THE EXERCISE ▸
Render the lines of the data below as a JSON list of strings, one string per line with blank lines omitted, covering only the span from the line containing "find every drainpipe" through the end of the data, both ends included. Leave the pictures out of the list.

[Start of SUPPLIED MATERIAL]

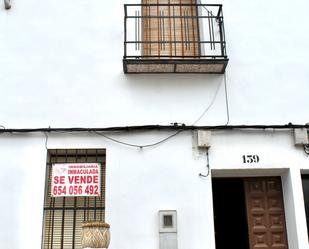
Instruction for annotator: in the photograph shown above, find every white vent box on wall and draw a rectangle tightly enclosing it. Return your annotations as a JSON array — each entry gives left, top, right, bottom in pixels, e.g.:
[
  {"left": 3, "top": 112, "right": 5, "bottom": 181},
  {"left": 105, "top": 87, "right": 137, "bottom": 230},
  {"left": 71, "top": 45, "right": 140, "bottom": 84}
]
[
  {"left": 159, "top": 210, "right": 178, "bottom": 249},
  {"left": 197, "top": 130, "right": 211, "bottom": 149},
  {"left": 294, "top": 128, "right": 309, "bottom": 145}
]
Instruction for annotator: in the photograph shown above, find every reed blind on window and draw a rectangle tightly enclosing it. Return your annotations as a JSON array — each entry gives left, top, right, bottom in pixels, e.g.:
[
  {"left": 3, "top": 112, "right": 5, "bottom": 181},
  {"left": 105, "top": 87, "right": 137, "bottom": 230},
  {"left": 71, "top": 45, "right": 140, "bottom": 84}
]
[
  {"left": 42, "top": 149, "right": 106, "bottom": 249},
  {"left": 142, "top": 0, "right": 200, "bottom": 57}
]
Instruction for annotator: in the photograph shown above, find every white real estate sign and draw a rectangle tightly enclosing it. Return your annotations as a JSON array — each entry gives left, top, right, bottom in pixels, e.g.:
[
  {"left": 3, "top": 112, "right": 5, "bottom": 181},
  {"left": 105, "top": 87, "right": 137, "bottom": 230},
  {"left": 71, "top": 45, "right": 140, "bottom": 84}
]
[{"left": 51, "top": 163, "right": 101, "bottom": 197}]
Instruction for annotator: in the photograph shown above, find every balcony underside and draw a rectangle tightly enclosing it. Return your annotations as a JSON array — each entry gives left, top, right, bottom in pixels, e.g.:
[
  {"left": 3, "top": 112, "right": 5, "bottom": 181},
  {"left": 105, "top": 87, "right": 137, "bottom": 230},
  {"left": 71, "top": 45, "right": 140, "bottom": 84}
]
[{"left": 123, "top": 58, "right": 228, "bottom": 74}]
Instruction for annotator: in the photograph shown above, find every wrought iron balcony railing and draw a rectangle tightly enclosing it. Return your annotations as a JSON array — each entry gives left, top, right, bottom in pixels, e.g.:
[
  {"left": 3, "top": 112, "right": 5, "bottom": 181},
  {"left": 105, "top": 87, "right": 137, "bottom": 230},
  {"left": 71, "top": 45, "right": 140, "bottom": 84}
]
[{"left": 123, "top": 3, "right": 228, "bottom": 73}]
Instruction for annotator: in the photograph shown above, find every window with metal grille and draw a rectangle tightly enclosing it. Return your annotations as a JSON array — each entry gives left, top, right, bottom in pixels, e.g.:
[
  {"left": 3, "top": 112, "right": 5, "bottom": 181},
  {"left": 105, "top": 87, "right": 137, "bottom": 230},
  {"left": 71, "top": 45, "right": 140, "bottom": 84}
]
[
  {"left": 142, "top": 0, "right": 200, "bottom": 57},
  {"left": 42, "top": 149, "right": 106, "bottom": 249}
]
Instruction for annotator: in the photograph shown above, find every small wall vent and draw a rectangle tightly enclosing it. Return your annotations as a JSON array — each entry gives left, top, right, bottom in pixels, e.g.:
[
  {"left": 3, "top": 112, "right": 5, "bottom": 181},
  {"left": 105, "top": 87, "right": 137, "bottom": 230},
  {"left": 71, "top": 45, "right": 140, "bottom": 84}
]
[{"left": 159, "top": 210, "right": 178, "bottom": 249}]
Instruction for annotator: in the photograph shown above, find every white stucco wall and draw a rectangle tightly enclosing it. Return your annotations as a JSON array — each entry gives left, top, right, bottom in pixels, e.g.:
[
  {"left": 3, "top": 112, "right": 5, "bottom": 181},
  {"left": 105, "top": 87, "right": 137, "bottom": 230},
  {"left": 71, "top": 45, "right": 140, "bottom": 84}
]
[
  {"left": 0, "top": 131, "right": 309, "bottom": 249},
  {"left": 0, "top": 0, "right": 309, "bottom": 249}
]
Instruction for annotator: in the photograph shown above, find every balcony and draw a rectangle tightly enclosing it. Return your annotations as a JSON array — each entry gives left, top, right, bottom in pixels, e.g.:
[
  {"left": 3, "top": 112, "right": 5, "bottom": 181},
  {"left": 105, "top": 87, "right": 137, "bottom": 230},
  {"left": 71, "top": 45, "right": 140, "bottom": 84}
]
[{"left": 123, "top": 3, "right": 228, "bottom": 74}]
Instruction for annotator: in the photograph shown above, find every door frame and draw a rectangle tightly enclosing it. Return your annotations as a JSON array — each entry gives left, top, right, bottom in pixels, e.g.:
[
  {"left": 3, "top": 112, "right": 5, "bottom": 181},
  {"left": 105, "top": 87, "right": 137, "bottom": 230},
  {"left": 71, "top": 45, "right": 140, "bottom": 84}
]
[{"left": 210, "top": 168, "right": 303, "bottom": 249}]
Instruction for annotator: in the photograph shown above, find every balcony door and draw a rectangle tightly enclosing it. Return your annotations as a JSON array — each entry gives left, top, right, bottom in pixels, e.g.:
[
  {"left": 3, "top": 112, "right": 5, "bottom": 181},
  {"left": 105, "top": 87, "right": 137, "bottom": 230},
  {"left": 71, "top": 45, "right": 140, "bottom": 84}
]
[{"left": 142, "top": 0, "right": 200, "bottom": 59}]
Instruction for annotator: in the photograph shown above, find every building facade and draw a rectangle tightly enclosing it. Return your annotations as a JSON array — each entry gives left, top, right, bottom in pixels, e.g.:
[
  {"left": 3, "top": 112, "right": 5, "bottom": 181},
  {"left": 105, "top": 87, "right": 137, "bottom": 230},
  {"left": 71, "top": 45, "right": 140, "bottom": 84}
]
[{"left": 0, "top": 0, "right": 309, "bottom": 249}]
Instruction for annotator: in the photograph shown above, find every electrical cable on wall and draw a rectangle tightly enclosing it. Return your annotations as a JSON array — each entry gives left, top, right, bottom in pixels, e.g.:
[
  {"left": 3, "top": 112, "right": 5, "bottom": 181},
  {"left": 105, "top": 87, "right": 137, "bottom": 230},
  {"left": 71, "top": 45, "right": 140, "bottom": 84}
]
[
  {"left": 304, "top": 144, "right": 309, "bottom": 156},
  {"left": 199, "top": 147, "right": 210, "bottom": 177},
  {"left": 223, "top": 73, "right": 230, "bottom": 125}
]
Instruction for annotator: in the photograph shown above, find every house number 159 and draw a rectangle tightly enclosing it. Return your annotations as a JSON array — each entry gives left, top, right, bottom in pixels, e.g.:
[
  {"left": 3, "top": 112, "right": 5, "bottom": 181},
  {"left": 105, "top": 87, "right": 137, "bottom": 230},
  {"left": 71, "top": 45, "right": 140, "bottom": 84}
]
[{"left": 242, "top": 155, "right": 260, "bottom": 163}]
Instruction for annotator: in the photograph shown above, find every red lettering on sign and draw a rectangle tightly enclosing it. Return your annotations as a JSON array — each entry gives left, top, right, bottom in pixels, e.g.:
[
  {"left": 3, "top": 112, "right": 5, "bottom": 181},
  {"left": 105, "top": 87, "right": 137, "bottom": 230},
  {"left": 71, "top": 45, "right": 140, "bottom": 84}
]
[{"left": 54, "top": 176, "right": 64, "bottom": 184}]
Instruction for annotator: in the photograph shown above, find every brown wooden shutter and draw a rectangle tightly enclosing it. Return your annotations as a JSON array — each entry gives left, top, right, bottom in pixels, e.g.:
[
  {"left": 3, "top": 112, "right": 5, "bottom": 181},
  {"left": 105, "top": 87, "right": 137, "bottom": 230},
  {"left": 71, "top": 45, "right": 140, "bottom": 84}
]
[
  {"left": 42, "top": 149, "right": 106, "bottom": 249},
  {"left": 142, "top": 0, "right": 200, "bottom": 58}
]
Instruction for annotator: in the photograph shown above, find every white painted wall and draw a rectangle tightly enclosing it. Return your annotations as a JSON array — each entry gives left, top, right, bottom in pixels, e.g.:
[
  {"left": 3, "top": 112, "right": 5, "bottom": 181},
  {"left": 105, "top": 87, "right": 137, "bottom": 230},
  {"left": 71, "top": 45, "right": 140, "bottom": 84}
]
[{"left": 0, "top": 0, "right": 309, "bottom": 249}]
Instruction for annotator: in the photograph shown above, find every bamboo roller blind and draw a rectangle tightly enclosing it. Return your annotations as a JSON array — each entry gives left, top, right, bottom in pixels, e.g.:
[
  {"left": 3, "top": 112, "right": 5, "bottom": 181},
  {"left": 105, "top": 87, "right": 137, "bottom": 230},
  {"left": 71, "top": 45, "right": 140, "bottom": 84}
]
[{"left": 142, "top": 0, "right": 200, "bottom": 57}]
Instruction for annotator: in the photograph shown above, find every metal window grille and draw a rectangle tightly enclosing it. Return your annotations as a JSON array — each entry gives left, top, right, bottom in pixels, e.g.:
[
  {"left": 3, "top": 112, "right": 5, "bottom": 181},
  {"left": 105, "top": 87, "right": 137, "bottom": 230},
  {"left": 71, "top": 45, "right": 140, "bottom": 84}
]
[{"left": 42, "top": 149, "right": 106, "bottom": 249}]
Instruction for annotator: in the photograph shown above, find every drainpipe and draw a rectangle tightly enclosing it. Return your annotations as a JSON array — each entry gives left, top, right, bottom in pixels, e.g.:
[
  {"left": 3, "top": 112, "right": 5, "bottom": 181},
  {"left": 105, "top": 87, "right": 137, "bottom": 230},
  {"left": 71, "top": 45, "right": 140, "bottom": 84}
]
[{"left": 4, "top": 0, "right": 11, "bottom": 10}]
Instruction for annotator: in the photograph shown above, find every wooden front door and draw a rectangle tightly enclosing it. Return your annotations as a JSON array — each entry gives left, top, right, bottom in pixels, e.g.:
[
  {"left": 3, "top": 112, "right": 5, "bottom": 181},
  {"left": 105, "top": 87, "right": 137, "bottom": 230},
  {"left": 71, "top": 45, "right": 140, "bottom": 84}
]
[
  {"left": 244, "top": 177, "right": 288, "bottom": 249},
  {"left": 142, "top": 0, "right": 200, "bottom": 58}
]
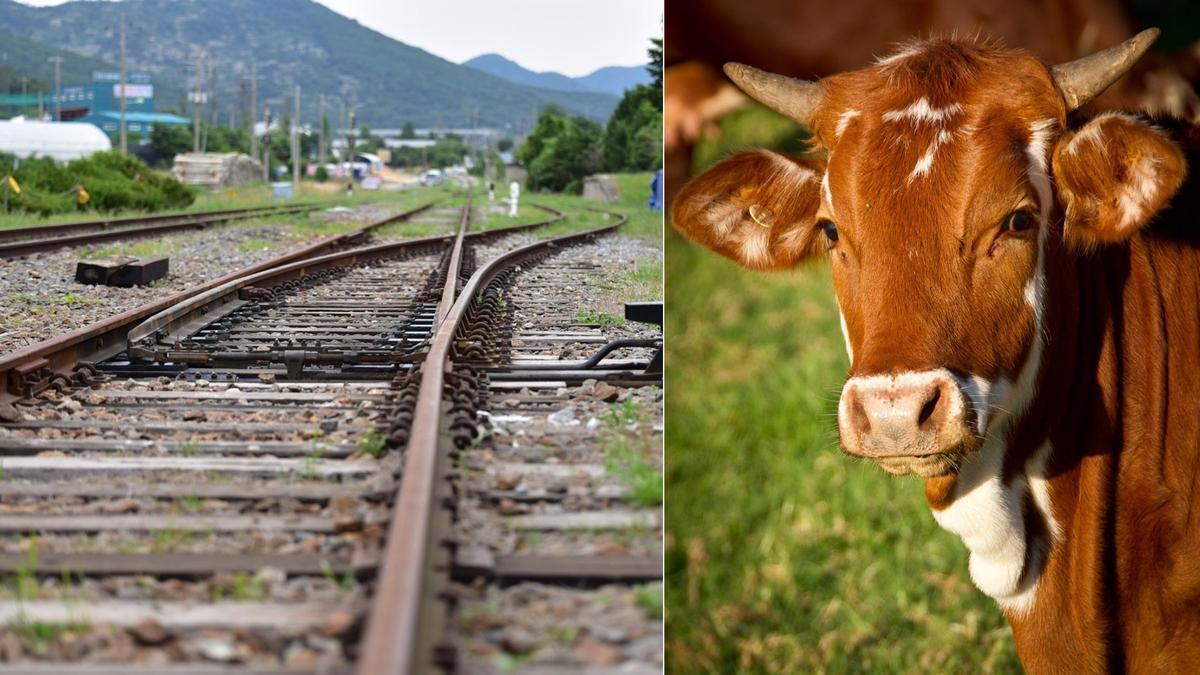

[End of SUPPLIED MATERIAL]

SOLVED EXERCISE ▸
[
  "Instruction for annotator: in the photograph shown above, find every drainpipe and draw a rectangle tightly enclosing it. Return your annotations as a JSON array — each entry gives left, top, right, bottom in pixels, e.g.:",
  "[",
  "  {\"left\": 3, \"top\": 112, \"right\": 5, \"bottom\": 181},",
  "  {\"left\": 105, \"top\": 87, \"right\": 137, \"bottom\": 230},",
  "  {\"left\": 71, \"top\": 45, \"right\": 140, \"bottom\": 84}",
  "]",
  "[{\"left\": 4, \"top\": 0, \"right\": 11, \"bottom\": 10}]",
  "Instruction for annotator: in the photograph shown above, find every wooden front door and draw a rectangle tightly enclosing it. Return your annotations as a JSON array — each entry gives left, top, right, bottom in pixels, e.g.:",
  "[",
  "  {\"left\": 3, \"top\": 112, \"right\": 5, \"bottom\": 181},",
  "  {\"left\": 105, \"top\": 87, \"right\": 137, \"bottom\": 230},",
  "  {\"left\": 71, \"top\": 45, \"right\": 140, \"bottom\": 84}",
  "]",
  "[",
  "  {\"left\": 244, \"top\": 177, \"right\": 288, \"bottom\": 249},",
  "  {\"left\": 142, \"top\": 0, \"right\": 200, \"bottom\": 58}",
  "]"
]